*REGISTROS DE DATOS*:
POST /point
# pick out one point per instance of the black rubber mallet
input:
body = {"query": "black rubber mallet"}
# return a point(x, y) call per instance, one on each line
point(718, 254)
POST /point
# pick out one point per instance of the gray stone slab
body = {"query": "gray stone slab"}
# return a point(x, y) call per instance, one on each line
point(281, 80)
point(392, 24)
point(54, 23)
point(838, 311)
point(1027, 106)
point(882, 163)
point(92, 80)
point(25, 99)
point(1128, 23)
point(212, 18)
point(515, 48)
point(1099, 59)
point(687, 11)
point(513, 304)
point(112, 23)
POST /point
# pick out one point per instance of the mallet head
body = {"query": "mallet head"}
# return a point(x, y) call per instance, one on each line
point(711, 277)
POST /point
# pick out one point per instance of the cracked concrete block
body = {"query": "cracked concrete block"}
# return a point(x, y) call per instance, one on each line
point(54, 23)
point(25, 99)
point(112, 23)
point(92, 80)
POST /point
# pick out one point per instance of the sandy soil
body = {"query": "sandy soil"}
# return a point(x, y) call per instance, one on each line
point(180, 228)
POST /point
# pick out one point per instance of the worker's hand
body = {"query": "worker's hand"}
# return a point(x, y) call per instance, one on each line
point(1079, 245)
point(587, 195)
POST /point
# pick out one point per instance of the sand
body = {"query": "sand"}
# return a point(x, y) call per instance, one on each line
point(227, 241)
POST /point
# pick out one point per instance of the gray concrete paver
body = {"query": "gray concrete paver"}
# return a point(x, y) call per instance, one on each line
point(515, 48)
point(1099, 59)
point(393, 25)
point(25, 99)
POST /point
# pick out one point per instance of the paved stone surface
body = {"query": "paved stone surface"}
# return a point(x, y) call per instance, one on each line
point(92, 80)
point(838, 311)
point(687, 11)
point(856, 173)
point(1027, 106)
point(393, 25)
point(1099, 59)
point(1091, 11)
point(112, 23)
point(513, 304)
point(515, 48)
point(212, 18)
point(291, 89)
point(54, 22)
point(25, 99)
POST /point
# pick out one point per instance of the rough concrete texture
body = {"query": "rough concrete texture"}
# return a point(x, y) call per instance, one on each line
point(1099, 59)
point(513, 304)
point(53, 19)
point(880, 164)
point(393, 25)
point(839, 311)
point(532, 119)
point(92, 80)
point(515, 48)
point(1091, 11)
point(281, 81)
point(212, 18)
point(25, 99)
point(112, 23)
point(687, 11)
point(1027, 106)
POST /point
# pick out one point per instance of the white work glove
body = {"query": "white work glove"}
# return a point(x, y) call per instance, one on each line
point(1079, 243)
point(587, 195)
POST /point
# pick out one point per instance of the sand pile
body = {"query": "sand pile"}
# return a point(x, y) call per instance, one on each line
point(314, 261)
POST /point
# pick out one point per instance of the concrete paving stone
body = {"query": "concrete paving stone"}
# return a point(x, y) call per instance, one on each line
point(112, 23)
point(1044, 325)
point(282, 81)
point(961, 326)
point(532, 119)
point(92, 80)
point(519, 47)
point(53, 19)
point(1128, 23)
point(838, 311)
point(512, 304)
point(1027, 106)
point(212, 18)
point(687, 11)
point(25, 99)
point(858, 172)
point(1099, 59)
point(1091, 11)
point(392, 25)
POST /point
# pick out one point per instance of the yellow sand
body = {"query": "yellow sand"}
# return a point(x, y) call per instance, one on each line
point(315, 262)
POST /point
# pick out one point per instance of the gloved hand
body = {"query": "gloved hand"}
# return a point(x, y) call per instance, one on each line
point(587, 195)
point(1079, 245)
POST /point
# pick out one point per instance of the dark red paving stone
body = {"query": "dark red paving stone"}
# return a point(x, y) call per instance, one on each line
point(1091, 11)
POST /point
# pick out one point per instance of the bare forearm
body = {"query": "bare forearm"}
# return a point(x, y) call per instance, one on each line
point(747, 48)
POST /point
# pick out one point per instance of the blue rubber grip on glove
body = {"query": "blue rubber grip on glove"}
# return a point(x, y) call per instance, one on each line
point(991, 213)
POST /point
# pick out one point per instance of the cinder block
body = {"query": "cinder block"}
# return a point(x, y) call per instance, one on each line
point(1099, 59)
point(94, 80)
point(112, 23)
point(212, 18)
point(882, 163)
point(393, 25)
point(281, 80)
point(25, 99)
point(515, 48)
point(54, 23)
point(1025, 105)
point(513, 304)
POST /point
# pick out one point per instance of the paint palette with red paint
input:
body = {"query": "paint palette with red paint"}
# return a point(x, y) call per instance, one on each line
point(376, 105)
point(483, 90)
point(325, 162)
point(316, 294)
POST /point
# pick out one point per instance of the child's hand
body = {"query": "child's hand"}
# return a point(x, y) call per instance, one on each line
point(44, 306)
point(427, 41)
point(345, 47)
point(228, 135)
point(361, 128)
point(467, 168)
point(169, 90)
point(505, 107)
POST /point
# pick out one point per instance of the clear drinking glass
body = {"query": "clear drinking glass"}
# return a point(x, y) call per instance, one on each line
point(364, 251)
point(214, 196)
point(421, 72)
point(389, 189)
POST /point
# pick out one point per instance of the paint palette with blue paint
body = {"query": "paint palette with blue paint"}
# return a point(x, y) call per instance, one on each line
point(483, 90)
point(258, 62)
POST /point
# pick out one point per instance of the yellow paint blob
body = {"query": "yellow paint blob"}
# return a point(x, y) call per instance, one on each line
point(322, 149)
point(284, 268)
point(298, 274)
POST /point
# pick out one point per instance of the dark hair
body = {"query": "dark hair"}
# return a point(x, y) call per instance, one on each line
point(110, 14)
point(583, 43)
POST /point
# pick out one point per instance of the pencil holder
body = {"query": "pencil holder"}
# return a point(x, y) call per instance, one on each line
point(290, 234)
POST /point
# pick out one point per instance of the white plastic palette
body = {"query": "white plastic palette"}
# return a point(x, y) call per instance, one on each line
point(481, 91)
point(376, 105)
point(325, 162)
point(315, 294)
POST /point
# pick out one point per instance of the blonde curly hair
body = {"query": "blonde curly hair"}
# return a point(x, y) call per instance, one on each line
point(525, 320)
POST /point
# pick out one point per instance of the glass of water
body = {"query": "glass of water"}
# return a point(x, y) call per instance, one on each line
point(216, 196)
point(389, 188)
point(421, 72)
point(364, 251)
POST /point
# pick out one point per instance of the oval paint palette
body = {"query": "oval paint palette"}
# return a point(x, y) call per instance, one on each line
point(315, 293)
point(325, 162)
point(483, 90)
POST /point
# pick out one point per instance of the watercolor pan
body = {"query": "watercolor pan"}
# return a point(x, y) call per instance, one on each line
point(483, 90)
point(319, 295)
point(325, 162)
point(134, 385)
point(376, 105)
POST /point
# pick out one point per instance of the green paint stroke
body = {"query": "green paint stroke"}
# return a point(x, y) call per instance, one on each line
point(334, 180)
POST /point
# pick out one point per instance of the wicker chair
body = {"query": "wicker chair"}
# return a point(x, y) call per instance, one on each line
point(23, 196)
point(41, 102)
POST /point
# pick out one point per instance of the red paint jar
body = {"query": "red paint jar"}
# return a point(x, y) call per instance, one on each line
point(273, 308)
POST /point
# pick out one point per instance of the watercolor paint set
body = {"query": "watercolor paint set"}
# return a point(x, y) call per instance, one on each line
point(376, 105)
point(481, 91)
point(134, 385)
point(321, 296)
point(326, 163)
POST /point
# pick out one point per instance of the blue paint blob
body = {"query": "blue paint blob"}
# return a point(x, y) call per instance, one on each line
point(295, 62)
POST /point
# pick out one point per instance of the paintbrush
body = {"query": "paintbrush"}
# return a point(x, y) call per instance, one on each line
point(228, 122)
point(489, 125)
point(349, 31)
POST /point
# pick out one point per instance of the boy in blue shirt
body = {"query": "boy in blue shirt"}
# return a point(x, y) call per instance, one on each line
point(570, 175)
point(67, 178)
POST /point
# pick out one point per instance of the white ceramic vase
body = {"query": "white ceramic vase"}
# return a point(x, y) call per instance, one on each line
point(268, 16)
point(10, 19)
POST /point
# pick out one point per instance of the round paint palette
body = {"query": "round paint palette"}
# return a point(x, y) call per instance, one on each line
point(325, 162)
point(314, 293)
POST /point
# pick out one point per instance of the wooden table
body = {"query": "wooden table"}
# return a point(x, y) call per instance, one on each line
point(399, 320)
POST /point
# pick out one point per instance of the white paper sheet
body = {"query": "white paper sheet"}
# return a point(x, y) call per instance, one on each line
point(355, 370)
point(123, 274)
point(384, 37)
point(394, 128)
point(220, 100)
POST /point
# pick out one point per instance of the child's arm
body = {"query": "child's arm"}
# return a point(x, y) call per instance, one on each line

*INSTRUCCIONES DE LA TAREA*: Dispón como lista numerada el tramo que va desde el comienzo de las entradas hasta la línea que contiene "point(718, 254)", ambos extremos incluidos. Omite las líneas en blanco.

*RESULTADO OBTENIDO*:
1. POST /point
2. # pick out one point per instance of the black rubber mallet
3. input:
4. body = {"query": "black rubber mallet"}
5. # return a point(x, y) call per instance, one on each line
6. point(718, 254)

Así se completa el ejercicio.